> Given records:
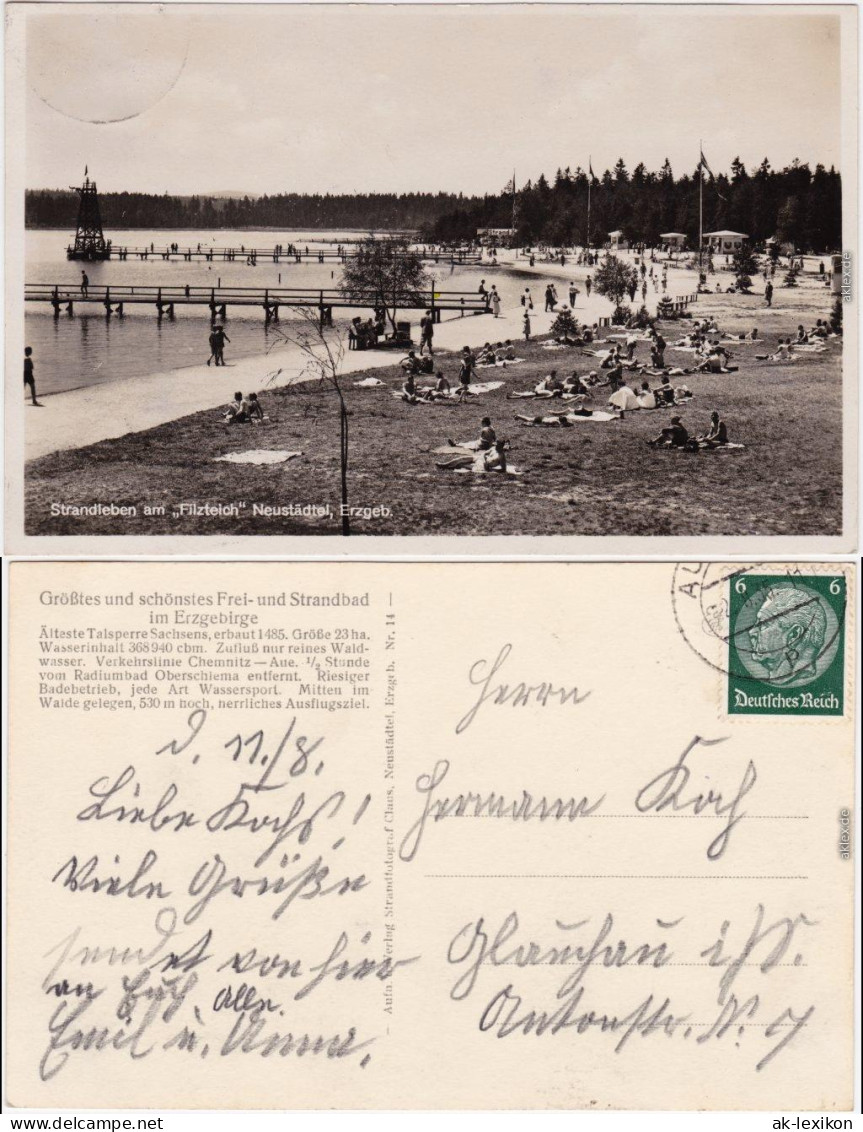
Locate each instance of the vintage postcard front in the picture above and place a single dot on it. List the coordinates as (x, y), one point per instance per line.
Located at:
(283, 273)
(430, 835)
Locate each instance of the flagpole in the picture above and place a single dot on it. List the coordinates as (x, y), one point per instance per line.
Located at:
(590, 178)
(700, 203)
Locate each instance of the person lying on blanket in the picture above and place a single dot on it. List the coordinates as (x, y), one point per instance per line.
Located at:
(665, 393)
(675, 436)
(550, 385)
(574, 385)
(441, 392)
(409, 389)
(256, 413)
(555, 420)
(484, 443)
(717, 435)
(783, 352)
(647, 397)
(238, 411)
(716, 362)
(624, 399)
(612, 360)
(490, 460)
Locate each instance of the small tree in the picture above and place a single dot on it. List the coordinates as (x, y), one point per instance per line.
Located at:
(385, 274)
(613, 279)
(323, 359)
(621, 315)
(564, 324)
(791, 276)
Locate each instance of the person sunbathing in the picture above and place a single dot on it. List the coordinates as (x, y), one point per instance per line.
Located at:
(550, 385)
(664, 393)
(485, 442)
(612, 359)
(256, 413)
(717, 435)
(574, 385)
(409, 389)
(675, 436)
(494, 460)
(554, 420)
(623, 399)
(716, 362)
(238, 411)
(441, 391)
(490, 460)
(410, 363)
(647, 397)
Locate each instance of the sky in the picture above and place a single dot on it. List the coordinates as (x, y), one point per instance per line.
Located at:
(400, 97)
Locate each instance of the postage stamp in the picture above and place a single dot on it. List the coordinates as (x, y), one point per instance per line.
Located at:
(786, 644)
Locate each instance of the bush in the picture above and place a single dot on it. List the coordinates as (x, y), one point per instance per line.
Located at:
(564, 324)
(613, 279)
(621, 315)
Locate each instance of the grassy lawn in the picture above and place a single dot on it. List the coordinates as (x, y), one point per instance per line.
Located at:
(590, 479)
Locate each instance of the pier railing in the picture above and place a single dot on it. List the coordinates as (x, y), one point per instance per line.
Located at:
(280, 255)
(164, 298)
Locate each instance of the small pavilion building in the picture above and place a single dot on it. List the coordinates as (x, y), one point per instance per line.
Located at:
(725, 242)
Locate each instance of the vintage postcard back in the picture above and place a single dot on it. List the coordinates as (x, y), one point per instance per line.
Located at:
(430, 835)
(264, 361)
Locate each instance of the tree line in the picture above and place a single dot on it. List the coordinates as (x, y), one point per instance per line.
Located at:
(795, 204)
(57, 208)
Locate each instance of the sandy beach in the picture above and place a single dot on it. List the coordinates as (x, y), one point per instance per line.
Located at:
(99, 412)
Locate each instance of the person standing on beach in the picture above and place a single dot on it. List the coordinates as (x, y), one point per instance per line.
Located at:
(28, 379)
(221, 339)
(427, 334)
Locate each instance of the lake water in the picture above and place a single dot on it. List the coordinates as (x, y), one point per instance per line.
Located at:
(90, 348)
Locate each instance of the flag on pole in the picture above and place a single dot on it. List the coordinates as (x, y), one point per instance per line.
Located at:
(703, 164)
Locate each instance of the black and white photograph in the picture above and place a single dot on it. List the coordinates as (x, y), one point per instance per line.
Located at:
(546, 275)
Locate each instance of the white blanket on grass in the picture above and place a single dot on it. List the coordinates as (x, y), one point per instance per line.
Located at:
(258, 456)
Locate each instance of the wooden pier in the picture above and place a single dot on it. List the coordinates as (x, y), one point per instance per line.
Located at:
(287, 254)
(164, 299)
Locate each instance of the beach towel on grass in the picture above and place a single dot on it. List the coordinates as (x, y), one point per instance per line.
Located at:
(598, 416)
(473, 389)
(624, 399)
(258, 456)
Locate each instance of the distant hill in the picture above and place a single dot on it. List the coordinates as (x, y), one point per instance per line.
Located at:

> What to work on: Quote the lines of the listing above that run from the line with "Locate each instance of the wooden" through its last line, both included, and nothing else.

> Solution below:
Locate each instance of the wooden pier in the picture above and place a single dot on it. List the coordinates as (x, y), one point per instance per line.
Located at:
(287, 254)
(164, 299)
Locate each instance of the beach towel on grass in the picture above and place a single dot on it. List the coordinates as (x, y), one point per instance per line.
Located at:
(598, 416)
(473, 389)
(624, 399)
(258, 456)
Locate each instance of the distant hill in the picture above and place a single dot on it. List the coordinates as (x, y), one point per instance per line.
Located at:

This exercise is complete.